Extract -
####################

C/N 2553 — on display in TWA colors (although this aircraft never flew for TWA) at the Large Item Storage facility for the UK Science Museum at Wroughton, near Swindon. This aircraft was used by the Rolling Stones to transport equipment during their 1973 Australian tour. It is the only Constellation in the United Kingdom and is viewable on certain open days.
C/N 1042 — on display at OR Tambo International Airport, South Africa at the South African Airways Technical area. The aircraft is owned by the South African Airways Museum Society.
Under restoration or in storage
L-1049 Super Constellation
C/N 4519 — to display by the Amicale du Super Constellation located at the Nantes Airport in Nantes, France. It was delivered to Air France on November 2, 1953, and was upgraded to a L-1049 G in 1956, serving until August 8, 1967, having totaled 24,284 hours under Air France's colors. After retirement, it was sent to Spain, to be registered EC-BEN, briefly flying humanitarian and medevac missions in Biafra. Aero Fret bought it in 1968, brought it back home to France, registered it as F-BRAD, and operated it on cargo hauls until 1974. When the Constellation landed in Nantes one last time to be scrapped, it was ultimately saved by Mr. Gaborit, who revamped it somewhat by his own modest means to finally park it near the terminal, accessible to visitors for a few years, until the Chamber of Commerce and Industry of the Nantes-Atlantique Airport bought it, to contract the Amicale du Super Constellation to undergo a complete restoration of the old aircraft.
C/N 4830 Star of America — to airworthiness by the National Airline History Museum in Kansas City, Missouri. This aircraft was originally built in 1957, stored for several years, and then delivered to cargo carrier Slick Airways. It was restored in 1986 by the Save-a-Connie, Inc. organization, later renamed as the National Airline History Museum. It was originally painted in red and white with Save-a-Connie, but was later repainted in the 1950s livery of TWA to resemble its original Star of America Constellation. The aircraft appeared at New York's John F. Kennedy International Airport at the original TWA terminal designed by Eero Saarinen to commemorate the 75th anniversary of the airline with the paint scheme donated by TWA in Kansas City for the occasion. The Star of America has appeared at many airshows and was even used in The Aviator, the 2004 film depicting the life of TWA's one-time owner Howard Hughes, the man often credited with helping design and develop the original Constellation series.

####################

Extracted information -
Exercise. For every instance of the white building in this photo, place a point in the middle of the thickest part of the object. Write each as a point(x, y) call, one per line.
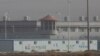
point(48, 29)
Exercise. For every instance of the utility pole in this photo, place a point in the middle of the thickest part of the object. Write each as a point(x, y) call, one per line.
point(68, 1)
point(88, 26)
point(5, 18)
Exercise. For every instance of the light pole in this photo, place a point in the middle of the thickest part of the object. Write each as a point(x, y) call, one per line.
point(68, 1)
point(88, 26)
point(5, 18)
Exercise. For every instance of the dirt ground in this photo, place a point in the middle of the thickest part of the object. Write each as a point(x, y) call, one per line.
point(51, 53)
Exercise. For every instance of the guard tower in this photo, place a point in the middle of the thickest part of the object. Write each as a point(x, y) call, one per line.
point(48, 26)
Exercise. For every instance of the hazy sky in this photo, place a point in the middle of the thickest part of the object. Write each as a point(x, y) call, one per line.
point(38, 8)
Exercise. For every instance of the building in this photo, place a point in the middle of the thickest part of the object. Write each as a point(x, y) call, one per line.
point(21, 34)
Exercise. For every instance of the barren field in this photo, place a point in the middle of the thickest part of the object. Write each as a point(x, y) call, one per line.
point(51, 53)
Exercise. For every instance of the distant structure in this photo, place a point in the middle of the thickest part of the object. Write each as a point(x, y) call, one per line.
point(48, 33)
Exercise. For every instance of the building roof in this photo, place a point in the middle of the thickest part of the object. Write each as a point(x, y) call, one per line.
point(49, 18)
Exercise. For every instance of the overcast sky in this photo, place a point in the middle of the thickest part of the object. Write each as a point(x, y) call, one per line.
point(38, 8)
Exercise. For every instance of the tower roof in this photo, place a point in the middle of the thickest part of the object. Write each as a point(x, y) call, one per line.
point(49, 18)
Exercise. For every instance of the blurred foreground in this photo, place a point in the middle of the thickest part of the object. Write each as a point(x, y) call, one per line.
point(52, 53)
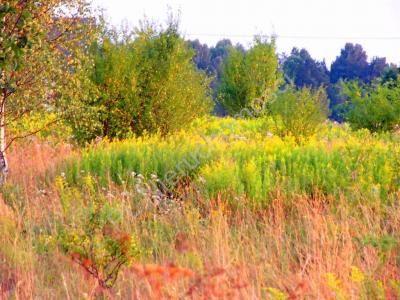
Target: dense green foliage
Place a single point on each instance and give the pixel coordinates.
(147, 83)
(248, 78)
(40, 44)
(375, 107)
(299, 113)
(236, 158)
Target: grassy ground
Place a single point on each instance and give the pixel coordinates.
(222, 210)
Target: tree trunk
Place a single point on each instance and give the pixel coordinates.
(3, 157)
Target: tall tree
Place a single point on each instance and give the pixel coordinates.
(41, 42)
(144, 84)
(248, 77)
(303, 70)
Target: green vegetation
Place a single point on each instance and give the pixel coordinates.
(137, 192)
(248, 79)
(375, 107)
(141, 84)
(222, 157)
(299, 113)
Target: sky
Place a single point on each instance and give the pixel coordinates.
(321, 26)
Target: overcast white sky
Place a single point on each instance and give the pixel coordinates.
(211, 20)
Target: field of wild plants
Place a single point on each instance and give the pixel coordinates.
(225, 209)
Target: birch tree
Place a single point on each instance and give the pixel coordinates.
(41, 46)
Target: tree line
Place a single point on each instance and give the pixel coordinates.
(300, 69)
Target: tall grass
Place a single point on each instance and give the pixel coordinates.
(316, 220)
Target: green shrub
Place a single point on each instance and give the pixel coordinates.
(248, 79)
(91, 233)
(299, 113)
(146, 84)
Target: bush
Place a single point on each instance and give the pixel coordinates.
(90, 232)
(247, 78)
(146, 84)
(376, 108)
(299, 113)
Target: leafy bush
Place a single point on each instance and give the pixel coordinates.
(90, 232)
(375, 107)
(248, 79)
(299, 113)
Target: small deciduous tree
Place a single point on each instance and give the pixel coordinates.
(40, 46)
(375, 107)
(147, 83)
(248, 76)
(299, 112)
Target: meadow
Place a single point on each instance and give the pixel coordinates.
(225, 209)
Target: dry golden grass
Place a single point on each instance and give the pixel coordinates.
(304, 247)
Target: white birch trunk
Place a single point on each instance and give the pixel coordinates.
(3, 157)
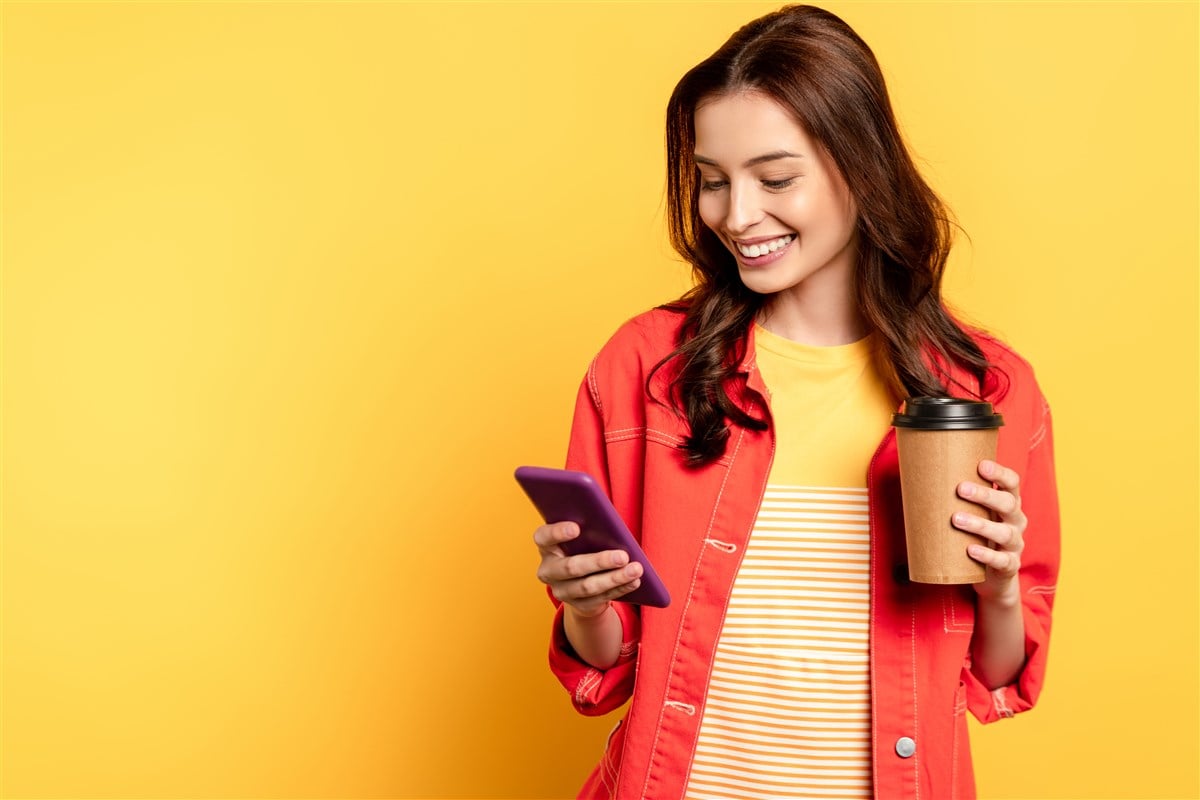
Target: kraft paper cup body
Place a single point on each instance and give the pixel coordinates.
(933, 463)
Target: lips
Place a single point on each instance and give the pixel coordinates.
(757, 247)
(763, 251)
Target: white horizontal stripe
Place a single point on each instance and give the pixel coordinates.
(811, 692)
(825, 528)
(814, 521)
(793, 751)
(756, 655)
(787, 741)
(797, 693)
(845, 774)
(777, 489)
(735, 777)
(718, 792)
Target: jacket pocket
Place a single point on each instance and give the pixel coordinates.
(958, 609)
(610, 765)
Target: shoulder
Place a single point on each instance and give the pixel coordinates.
(651, 336)
(1002, 356)
(1013, 385)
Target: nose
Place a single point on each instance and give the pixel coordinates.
(744, 211)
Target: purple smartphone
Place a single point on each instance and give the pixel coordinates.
(567, 495)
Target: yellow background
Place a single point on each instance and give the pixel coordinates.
(291, 289)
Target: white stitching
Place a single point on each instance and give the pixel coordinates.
(916, 773)
(683, 614)
(952, 624)
(1041, 433)
(589, 679)
(594, 386)
(1000, 703)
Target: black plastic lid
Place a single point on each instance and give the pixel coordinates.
(946, 414)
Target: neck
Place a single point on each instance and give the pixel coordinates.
(821, 316)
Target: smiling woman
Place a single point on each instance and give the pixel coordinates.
(773, 513)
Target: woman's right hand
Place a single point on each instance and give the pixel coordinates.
(588, 582)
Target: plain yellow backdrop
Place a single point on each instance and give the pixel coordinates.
(289, 289)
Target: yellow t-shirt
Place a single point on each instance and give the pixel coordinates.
(787, 713)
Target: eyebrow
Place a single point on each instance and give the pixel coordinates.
(775, 155)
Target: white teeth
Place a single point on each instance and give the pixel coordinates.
(755, 251)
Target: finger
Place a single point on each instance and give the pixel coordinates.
(599, 585)
(571, 567)
(1002, 534)
(1002, 476)
(547, 537)
(593, 607)
(999, 500)
(1002, 561)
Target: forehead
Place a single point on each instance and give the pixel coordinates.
(732, 128)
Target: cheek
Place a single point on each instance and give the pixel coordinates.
(711, 210)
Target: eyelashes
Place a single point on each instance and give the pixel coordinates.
(771, 185)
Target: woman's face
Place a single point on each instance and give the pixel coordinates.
(774, 198)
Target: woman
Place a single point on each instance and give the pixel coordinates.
(743, 433)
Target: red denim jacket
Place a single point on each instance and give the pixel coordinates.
(694, 525)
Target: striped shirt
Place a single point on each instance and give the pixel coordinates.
(789, 705)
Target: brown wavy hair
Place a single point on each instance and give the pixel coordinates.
(814, 65)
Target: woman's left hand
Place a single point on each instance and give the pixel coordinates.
(1005, 529)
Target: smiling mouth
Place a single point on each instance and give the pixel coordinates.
(762, 248)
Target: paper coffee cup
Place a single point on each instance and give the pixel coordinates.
(941, 443)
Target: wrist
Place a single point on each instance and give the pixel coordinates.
(1006, 597)
(589, 617)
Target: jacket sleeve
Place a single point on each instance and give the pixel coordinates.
(1038, 577)
(594, 691)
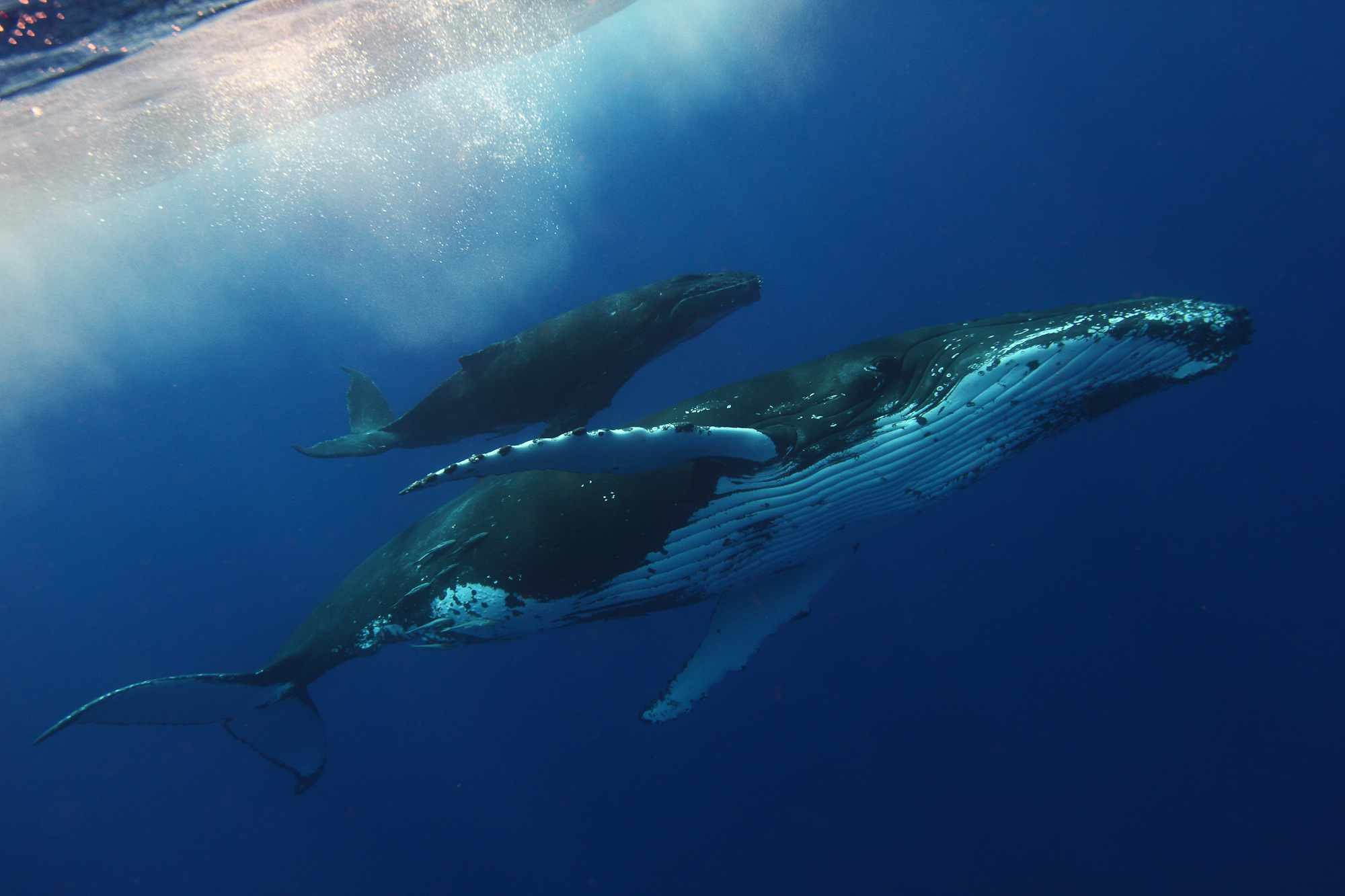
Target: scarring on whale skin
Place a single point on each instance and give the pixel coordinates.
(866, 438)
(562, 372)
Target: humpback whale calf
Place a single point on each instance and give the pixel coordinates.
(560, 372)
(864, 438)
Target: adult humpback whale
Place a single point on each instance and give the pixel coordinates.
(866, 436)
(560, 372)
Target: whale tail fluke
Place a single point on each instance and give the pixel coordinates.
(369, 413)
(276, 719)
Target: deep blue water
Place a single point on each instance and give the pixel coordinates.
(1116, 666)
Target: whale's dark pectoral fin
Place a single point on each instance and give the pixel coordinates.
(278, 720)
(357, 444)
(743, 619)
(368, 408)
(567, 420)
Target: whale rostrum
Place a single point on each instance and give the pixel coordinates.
(878, 432)
(560, 372)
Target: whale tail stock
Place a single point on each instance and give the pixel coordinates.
(369, 413)
(276, 719)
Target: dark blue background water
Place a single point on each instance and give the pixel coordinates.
(1116, 666)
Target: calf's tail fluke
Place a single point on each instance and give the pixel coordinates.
(276, 719)
(369, 413)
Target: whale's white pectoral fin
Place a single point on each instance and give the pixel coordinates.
(743, 619)
(613, 451)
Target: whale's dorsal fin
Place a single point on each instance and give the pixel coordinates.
(479, 360)
(743, 619)
(368, 408)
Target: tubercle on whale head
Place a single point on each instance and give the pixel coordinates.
(707, 299)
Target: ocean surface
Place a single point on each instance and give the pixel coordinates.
(1116, 666)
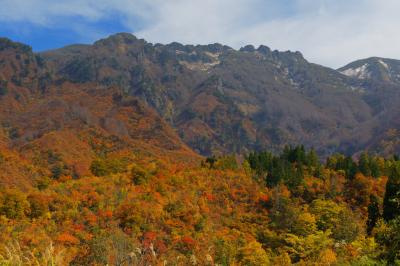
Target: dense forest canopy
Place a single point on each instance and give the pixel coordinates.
(269, 209)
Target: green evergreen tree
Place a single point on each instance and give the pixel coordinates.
(373, 214)
(391, 202)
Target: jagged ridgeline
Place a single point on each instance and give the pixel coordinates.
(115, 153)
(225, 100)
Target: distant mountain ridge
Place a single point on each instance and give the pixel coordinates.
(217, 99)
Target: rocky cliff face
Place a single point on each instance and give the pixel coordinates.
(223, 100)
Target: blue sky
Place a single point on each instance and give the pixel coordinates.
(329, 32)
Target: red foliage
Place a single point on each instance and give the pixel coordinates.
(67, 239)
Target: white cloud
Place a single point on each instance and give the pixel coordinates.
(330, 32)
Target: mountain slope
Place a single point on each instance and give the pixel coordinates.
(223, 100)
(49, 127)
(218, 99)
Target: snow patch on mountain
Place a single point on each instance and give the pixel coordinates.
(359, 72)
(384, 64)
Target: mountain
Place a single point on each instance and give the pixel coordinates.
(52, 127)
(224, 100)
(374, 68)
(101, 156)
(212, 98)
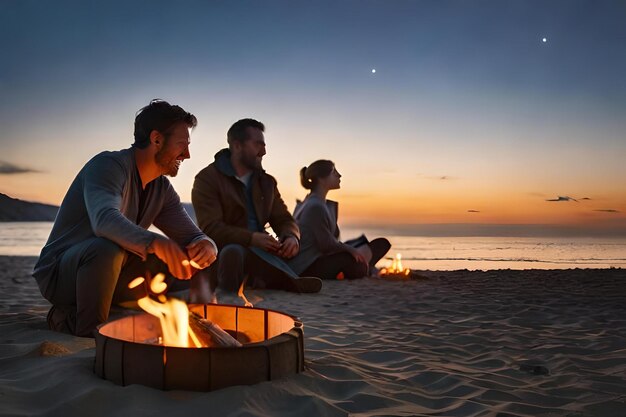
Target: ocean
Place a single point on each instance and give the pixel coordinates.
(419, 252)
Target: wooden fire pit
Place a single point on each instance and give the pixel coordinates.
(273, 347)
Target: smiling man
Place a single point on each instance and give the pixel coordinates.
(100, 242)
(234, 199)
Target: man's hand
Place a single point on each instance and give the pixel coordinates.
(202, 253)
(169, 252)
(289, 248)
(265, 242)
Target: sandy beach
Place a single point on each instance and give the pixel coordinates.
(462, 343)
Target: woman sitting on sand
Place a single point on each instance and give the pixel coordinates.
(321, 253)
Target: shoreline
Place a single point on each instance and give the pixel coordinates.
(473, 343)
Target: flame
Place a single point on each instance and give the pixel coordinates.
(396, 268)
(172, 313)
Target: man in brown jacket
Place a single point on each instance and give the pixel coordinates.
(234, 199)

####################

Goals -
a – According to the text about preserved Constellation aircraft, which band used C/N 2553 to transport equipment during its 1973 Australian tour?
b – Pull out every line of the records that contains the string "pectoral", matching case exactly.

Answers by task -
a – The Rolling Stones

b –
Target: whale's dark pectoral fin
Target: whale's white pectoral fin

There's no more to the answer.